** Directives **
(1) In the Mechanize scraping tutorial, what does the second dropdown on the form let you select?
(2) Pick up the Mechanize scraping tutorial after its last sentence and carry it forward.

** Source **
<<<<

Scraping by Example - Iterating through Select Items With Mechanize

A common scraping task is to get all of the results returned for every option in a select menu on a given form.

For instance, the following scraping job came up on oDesk a few weeks back:

Scrape the page at https://wish.wis.ntu.edu.sg/webexe/owa/aus_subj_cont.main

Specifically, retrieve all of the results returned for every selection in the second dropdown menu for the most recent academic year.

In this post, I’ll show a working solution to the above task in Python using Mechanize.

Here’s a screenshot of the form they want results for:

Form Image

The first select dropdown is for selecting an academic year. The second select dropdown is for selecting an academic department (accounting, art, business, etc.).

Note that the first dropdown already has the most recent academic year selected by default.

>>>>

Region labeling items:
<<<<

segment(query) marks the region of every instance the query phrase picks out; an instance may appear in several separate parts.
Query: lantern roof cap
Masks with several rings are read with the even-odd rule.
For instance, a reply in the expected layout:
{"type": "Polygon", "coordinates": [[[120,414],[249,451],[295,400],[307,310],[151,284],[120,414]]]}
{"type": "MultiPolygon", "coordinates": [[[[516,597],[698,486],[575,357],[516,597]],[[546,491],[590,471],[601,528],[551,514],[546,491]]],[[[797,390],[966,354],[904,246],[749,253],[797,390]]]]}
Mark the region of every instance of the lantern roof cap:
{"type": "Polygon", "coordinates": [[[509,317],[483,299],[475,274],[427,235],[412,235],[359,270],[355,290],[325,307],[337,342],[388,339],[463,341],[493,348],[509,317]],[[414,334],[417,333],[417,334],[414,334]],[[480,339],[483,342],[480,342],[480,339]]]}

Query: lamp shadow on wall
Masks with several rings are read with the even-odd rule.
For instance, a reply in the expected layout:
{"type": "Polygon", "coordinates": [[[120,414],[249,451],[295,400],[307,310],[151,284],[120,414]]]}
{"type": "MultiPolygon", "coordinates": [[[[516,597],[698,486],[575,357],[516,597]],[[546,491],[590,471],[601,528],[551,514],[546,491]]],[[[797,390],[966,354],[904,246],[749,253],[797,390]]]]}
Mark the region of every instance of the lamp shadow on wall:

>>>>
<<<<

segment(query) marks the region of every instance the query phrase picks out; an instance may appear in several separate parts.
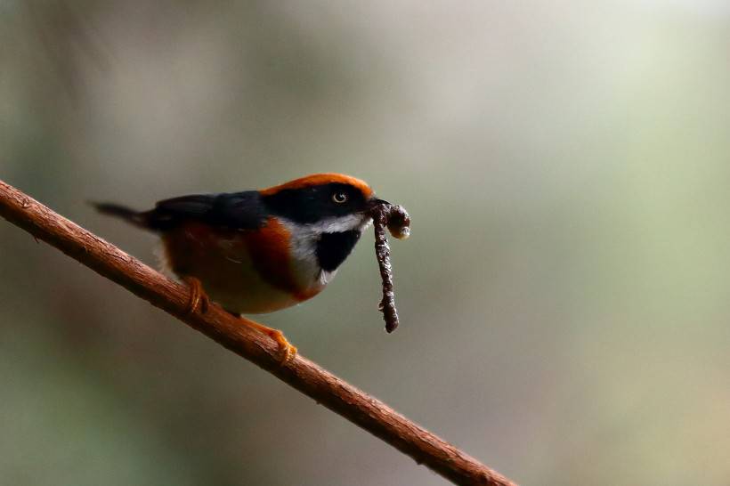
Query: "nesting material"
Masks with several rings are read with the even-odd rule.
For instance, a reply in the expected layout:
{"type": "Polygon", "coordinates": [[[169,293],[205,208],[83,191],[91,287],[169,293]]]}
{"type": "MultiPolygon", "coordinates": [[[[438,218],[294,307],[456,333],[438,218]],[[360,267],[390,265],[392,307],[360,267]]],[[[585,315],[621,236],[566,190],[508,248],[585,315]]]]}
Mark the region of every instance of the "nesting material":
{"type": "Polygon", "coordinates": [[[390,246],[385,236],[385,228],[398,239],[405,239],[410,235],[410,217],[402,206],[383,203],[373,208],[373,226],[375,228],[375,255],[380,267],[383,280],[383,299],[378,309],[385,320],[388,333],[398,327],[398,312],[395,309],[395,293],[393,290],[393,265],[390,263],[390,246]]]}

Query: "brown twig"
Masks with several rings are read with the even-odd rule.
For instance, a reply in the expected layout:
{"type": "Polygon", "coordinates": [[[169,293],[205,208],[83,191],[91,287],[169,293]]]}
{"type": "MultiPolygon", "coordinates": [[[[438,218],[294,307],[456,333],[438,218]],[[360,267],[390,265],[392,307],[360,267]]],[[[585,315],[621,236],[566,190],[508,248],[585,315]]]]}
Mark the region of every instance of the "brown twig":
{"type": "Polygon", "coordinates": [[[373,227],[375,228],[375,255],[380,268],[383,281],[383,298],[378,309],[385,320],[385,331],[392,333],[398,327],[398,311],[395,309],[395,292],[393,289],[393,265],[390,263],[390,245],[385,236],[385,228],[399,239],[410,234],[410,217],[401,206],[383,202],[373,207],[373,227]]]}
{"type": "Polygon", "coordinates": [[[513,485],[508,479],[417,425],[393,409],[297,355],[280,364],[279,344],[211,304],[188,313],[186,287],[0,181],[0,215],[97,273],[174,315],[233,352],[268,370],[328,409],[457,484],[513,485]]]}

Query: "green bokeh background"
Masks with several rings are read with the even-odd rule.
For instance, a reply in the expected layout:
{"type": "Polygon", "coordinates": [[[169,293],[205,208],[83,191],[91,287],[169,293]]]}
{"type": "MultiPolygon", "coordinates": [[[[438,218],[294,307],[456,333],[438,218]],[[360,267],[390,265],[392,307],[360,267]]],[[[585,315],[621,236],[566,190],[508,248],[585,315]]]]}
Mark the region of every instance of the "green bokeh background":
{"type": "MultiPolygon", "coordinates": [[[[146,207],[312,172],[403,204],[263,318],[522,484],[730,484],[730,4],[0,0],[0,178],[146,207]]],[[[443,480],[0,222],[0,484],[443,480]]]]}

>>>>

** Answers given **
(1) An academic department, such as accounting, art, or business.

(2)
If we take a look at the HTML for the form, we see the following:

<form action="AUS_SUBJ_CONT.main_display1" method="POST" target="subjects">
  <select name="acadsem">
    <option value="2006_S">Acad Yr 2006 Special Term I</option>
    <option value="2006_T">Acad Yr 2006 Special Term II</option>
    <option value="2006_1">Acad Yr 2006 1</option>
    ...
    <option selected="" value="2014_2">Acad Yr 2014 2</option>
  </select>
  <select name="r_course_yr">
    <option value="">---Select an Option---</option>
    <option value="ACC;GA;1;F">Accountancy (GA) Year 1</option>
    <option value="ACC;GA;2;F">Accountancy (GA) Year 2</option>
    <option value="ACC;GA;3;F">Accountancy (GA) Year 3</option>
    ...
  </select>  
  ...
  <input type="button" value="Load Content of Course(s)" 
    onclick="<see-below>">
</form>

The javascript in the onclick attribute of the Load Content button is shown below. It sets the form action and a control named boption before submitting the form when the button is clicked.

if (select_option(this.form)) {
  this.form.action='AUS_SUBJ_CONT.main_display1';
  this.form.boption.value='CLoad';
  submit()
}

The task then is to iterate through every item in the r_course_yr select dropdown, submit the form for that item, and then save the results we get back into a file.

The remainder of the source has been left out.